- _READING TEXT_:
Van Dorn v. Huffman, 221 F. Supp. 285 (E.D. Ill. 1963)

U.S. District Court for the Eastern District of Illinois (1905-1978) - 221 F. Supp. 285 (E.D. Ill. 1963)
August 26, 1963

221 F. Supp. 285 (1963)

Sharon VAN DORN, a minor, by Edward Van Dorn, her Father and next friend, and Edward Van Dorn, Plaintiff,
v.
Thomas HUFFMAN, Administrator of the Estate of Bobbie Lou Huffman, and Charles Rakers, Defendants.

Civ. No. 5219.

United States District Court E. D. Illinois.

August 26, 1963.

*286 Edward F. O'Malley and Sandor Korein, East St. Louis, Ill., for plaintiff.

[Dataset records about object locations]

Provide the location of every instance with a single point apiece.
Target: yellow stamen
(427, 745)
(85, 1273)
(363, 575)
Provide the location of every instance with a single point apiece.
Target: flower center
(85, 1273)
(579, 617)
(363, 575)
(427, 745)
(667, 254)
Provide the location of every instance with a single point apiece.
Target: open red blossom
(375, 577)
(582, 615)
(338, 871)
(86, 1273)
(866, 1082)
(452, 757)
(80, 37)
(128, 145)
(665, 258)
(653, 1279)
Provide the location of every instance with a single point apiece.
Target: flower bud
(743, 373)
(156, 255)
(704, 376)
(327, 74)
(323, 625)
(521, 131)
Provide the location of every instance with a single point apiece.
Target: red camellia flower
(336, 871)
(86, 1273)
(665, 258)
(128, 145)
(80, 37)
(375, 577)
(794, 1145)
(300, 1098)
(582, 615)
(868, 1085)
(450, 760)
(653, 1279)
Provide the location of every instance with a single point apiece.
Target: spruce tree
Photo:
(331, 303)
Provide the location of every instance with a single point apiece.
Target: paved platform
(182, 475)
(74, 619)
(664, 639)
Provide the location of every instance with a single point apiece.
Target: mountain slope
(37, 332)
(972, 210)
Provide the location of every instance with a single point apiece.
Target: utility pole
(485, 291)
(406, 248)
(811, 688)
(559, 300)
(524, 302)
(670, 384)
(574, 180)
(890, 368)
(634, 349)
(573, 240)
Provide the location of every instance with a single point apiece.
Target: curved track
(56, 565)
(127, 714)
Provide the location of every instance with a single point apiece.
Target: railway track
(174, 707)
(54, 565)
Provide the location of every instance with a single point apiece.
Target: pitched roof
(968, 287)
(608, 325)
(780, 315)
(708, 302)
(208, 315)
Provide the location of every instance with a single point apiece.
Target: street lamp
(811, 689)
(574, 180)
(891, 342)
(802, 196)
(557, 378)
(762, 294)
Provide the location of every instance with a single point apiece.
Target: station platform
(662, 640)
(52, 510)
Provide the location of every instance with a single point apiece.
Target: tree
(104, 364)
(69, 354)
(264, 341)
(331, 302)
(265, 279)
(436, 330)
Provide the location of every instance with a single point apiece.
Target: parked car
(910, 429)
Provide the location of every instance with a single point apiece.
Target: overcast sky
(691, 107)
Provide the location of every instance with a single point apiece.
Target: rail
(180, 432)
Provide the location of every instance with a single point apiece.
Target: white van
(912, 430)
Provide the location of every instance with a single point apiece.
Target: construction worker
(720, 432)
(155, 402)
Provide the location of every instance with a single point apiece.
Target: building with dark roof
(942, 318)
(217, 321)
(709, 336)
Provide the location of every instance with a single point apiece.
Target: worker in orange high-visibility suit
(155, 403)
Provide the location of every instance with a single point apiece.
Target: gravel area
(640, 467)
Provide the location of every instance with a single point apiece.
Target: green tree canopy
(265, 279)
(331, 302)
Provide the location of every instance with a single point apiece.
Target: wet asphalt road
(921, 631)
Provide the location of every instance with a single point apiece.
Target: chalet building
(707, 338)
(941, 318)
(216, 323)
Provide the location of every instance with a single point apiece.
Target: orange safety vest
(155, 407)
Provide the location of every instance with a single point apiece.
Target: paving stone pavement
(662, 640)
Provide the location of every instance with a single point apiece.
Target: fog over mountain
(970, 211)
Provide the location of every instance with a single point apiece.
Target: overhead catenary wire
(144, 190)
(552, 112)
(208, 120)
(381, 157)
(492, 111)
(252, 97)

- _TASK LIST_:
1 – According to the Van Dorn v. Huffman court record, which attorneys appeared for the plaintiff?
2 – Write the next part of the Van Dorn v. Huffman court record, picking up right after its final line.

- _RESPONSES FOR EACH TASK_:
1 – Edward F. O'Malley and Sandor Korein, of East St. Louis, Illinois.

2 –
Carl W. Feickert, U. S. Atty. and Robert F. Quinn, Asst. U. S. Atty., East St. Louis, Ill., for defendant Rakers.

Wham & Wham, Centralia, Ill., for defendant Huffman.

JUERGENS, Judge.

Sharon Van Dorn, by her Father and next friend Edward Van Dorn, and Edward Van Dorn (hereinafter referred to as "plaintiffs") filed their complaint in the Circuit Court of Clinton County, Illinois.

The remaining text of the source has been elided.